** start of ENTRIES PROVIDED **

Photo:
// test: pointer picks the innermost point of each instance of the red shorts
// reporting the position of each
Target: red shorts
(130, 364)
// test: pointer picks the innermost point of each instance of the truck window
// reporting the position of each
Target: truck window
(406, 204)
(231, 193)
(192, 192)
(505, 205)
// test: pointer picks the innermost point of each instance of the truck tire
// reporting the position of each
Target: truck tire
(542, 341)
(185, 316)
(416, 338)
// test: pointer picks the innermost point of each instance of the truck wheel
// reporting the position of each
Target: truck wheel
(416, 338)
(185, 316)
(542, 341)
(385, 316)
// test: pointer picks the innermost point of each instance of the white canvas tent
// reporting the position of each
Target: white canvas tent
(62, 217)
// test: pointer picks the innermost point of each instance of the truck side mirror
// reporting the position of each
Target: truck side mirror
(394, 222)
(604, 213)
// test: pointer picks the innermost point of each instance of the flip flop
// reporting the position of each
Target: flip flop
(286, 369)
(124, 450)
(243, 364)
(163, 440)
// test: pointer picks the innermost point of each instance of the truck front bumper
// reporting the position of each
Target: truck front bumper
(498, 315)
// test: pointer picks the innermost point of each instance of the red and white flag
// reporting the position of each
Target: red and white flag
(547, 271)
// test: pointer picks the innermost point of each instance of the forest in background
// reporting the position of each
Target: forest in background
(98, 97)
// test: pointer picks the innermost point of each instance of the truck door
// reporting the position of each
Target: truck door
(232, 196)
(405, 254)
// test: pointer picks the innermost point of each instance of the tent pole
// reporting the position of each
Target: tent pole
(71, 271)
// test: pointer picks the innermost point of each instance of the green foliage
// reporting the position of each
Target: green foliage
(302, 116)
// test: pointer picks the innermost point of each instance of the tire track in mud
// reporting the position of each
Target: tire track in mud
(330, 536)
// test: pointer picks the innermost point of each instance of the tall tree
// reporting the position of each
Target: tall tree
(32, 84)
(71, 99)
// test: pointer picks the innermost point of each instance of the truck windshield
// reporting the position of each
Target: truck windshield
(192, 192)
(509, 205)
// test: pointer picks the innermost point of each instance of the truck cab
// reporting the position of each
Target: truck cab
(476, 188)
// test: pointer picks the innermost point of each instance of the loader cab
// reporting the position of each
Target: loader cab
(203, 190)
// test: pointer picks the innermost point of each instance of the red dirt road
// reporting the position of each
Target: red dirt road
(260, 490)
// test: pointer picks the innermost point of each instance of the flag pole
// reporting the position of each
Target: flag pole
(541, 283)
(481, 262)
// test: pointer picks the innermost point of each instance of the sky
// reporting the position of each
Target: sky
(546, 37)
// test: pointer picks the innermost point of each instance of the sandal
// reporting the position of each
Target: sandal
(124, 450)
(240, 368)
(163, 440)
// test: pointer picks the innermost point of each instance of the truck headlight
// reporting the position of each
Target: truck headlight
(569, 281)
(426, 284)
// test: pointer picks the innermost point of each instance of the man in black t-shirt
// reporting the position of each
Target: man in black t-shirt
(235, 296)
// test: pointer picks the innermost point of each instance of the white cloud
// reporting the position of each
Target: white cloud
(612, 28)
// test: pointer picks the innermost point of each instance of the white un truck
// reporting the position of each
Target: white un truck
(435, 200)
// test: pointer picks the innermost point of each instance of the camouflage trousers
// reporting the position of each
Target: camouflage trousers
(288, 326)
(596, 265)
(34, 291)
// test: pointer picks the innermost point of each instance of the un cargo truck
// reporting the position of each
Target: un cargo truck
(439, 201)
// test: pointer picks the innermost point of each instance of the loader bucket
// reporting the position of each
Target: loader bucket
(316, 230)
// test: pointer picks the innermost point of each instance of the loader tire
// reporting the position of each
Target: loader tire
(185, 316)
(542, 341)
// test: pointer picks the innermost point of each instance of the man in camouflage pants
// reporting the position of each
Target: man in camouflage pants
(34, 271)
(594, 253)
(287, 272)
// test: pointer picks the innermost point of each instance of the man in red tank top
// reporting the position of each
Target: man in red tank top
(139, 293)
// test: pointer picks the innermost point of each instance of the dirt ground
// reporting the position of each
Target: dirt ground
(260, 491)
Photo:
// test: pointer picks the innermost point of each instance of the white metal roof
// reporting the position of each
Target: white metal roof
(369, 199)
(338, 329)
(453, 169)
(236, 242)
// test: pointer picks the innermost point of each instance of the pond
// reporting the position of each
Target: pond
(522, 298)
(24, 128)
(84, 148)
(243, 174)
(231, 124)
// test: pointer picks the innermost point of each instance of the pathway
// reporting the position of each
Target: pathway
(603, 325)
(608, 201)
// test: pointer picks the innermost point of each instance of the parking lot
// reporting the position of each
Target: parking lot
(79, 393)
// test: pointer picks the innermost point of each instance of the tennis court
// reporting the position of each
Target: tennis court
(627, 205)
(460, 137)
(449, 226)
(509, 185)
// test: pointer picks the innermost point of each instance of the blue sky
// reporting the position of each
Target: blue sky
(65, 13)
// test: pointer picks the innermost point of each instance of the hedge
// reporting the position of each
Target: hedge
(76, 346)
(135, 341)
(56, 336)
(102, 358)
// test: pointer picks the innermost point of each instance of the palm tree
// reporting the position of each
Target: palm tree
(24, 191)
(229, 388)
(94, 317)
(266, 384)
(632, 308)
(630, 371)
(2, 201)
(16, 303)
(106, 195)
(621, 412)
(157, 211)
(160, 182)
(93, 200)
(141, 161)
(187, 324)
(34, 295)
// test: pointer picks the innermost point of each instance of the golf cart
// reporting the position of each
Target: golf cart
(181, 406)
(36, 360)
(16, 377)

** end of ENTRIES PROVIDED **

_WORK REQUIRED_:
Print the entries exactly. Include every one.

_ANSWER FOR THE TASK_:
Photo:
// test: pointer picks the innermost point of each instance of the red shorts
// reporting the position of each
Target: red shorts
(130, 364)
// test: pointer picks the innermost point of each instance of the truck window
// reporting the position of each
Target: truck window
(406, 204)
(231, 193)
(192, 192)
(505, 205)
// test: pointer picks the innermost point of each instance of the truck tire
// reporting the position of each
Target: truck tire
(542, 341)
(185, 316)
(416, 338)
// test: pointer picks the innermost point of each instance of the truck wheel
// reporting the position of each
Target: truck wheel
(416, 338)
(185, 316)
(542, 341)
(385, 316)
// test: pointer picks the innermost point of each instance of the white canvas tent
// reporting the position of each
Target: white canvas tent
(62, 217)
// test: pointer picks the innermost point of each instance of the truck side mirror
// reporting the position of each
Target: truck side mirror
(394, 222)
(604, 213)
// test: pointer picks the innermost point of each instance of the flip flop
// reporting the position of each
Target: flip flop
(286, 369)
(124, 450)
(243, 364)
(163, 440)
// test: pointer picks the innermost point of each instance of the truck front bumper
// reporting the position of each
Target: truck front bumper
(498, 315)
// test: pointer picks the innermost point of each instance of the red and white flag
// reporting the position of each
Target: red and white flag
(547, 271)
// test: pointer picks the innermost point of each instance of the forest in background
// reporting the position of each
Target: forest in background
(98, 97)
// test: pointer picks the innermost point of each instance of the truck door
// reporting the position of each
Target: truck door
(232, 196)
(405, 254)
// test: pointer picks the innermost point of each instance of the tent pole
// reporting the position of each
Target: tent pole
(71, 271)
// test: pointer picks the innermost point of each instance of the green foliage
// reporting the position of each
Target: green foliage
(302, 116)
// test: pointer picks the innermost point of each instance of the tire track in mud
// reporting the position of each
Target: tire track in mud
(330, 536)
// test: pointer picks the innermost point of each instance of the tall tree
// reporting the position of each
Target: tall tree
(32, 84)
(71, 99)
// test: pointer picks the innermost point of each instance of the truck windshield
// reporting the position of each
Target: truck windshield
(192, 192)
(509, 205)
// test: pointer picks the innermost point of each instance of the truck cab
// reporting the position of each
Target: truck cab
(476, 188)
// test: pointer picks the innermost point of each instance of the loader cab
// reporting the position of each
Target: loader cab
(203, 190)
// test: pointer picks the innermost point of each instance of the red dirt road
// reporting the position of each
Target: red dirt road
(260, 490)
// test: pointer picks the innermost point of each instance of the flag pole
// reporting the position of each
Target: flag pole
(541, 283)
(481, 262)
// test: pointer picks the innermost point of each instance of the sky
// reporting the position of each
Target: sky
(546, 37)
// test: pointer picks the innermost point of each instance of the sandal
// reporting the position of each
Target: sandal
(124, 450)
(240, 368)
(163, 440)
// test: pointer picks the innermost point of each instance of the truck headlight
// reporting the position of each
Target: truck headlight
(569, 281)
(426, 284)
// test: pointer picks the innermost point of each instance of the man in black t-shirt
// reporting the position of each
Target: man in black t-shirt
(235, 296)
// test: pointer picks the innermost point of each instance of the white cloud
// reporting the position of each
Target: white cloud
(612, 28)
// test: pointer picks the innermost point of each instance of the white un truck
// reporting the position of each
Target: white un truck
(435, 200)
// test: pointer picks the innermost point of each instance of the camouflage trousers
// reporting the position of each
Target: camouflage trousers
(288, 326)
(596, 265)
(34, 291)
// test: pointer picks the innermost point of each instance of the un cargo truck
// reporting the position of each
Target: un cargo truck
(439, 201)
// test: pointer picks the innermost point of each instance of the loader bucket
// reporting the position of each
Target: loader bucket
(316, 230)
// test: pointer picks the innermost point of each instance of the loader tire
// reporting the position of each
Target: loader tire
(185, 316)
(542, 341)
// test: pointer picks the innermost point of each instance of the man in camouflage pants
// reporting the position of each
Target: man in camouflage pants
(34, 271)
(594, 253)
(287, 272)
// test: pointer picks the innermost point of each instance of the man in red tank top
// reporting the position of each
Target: man in red tank top
(139, 293)
// test: pointer picks the innermost point of each instance of the dirt ground
// reporting the position of each
Target: dirt ground
(260, 491)
Photo:
// test: pointer picks the innermost point of each instance of the white metal roof
// reporting the position of each
Target: white metal roof
(369, 199)
(338, 329)
(453, 169)
(236, 242)
// test: pointer picks the innermost point of each instance of the pond
// reporting the position of each
Target: pond
(522, 298)
(24, 128)
(84, 148)
(243, 174)
(231, 124)
// test: pointer picks the innermost point of each instance of the pathway
// reporting the position of each
Target: pathway
(603, 325)
(608, 201)
// test: pointer picks the innermost point of each instance of the parking lot
// reporting the position of each
Target: parking lot
(79, 393)
// test: pointer picks the innermost point of each instance of the tennis court
// reporting the position of each
Target: tennis court
(627, 205)
(460, 137)
(449, 226)
(509, 185)
// test: pointer picks the innermost point of each instance of the blue sky
// reporting the position of each
Target: blue sky
(65, 13)
// test: pointer picks the innermost point of each instance of the hedge
// reporting the position of each
Target: hedge
(76, 346)
(135, 341)
(56, 336)
(102, 358)
// test: pointer picks the innermost point of each instance of the palm tree
// reporting the position of each
Target: palm tree
(24, 191)
(229, 388)
(94, 317)
(266, 384)
(632, 308)
(630, 371)
(2, 201)
(16, 303)
(106, 195)
(621, 412)
(157, 211)
(160, 182)
(93, 200)
(141, 161)
(187, 324)
(34, 295)
// test: pointer picks the innermost point of each instance of the golf cart
// reporting the position of each
Target: golf cart
(181, 406)
(36, 360)
(16, 377)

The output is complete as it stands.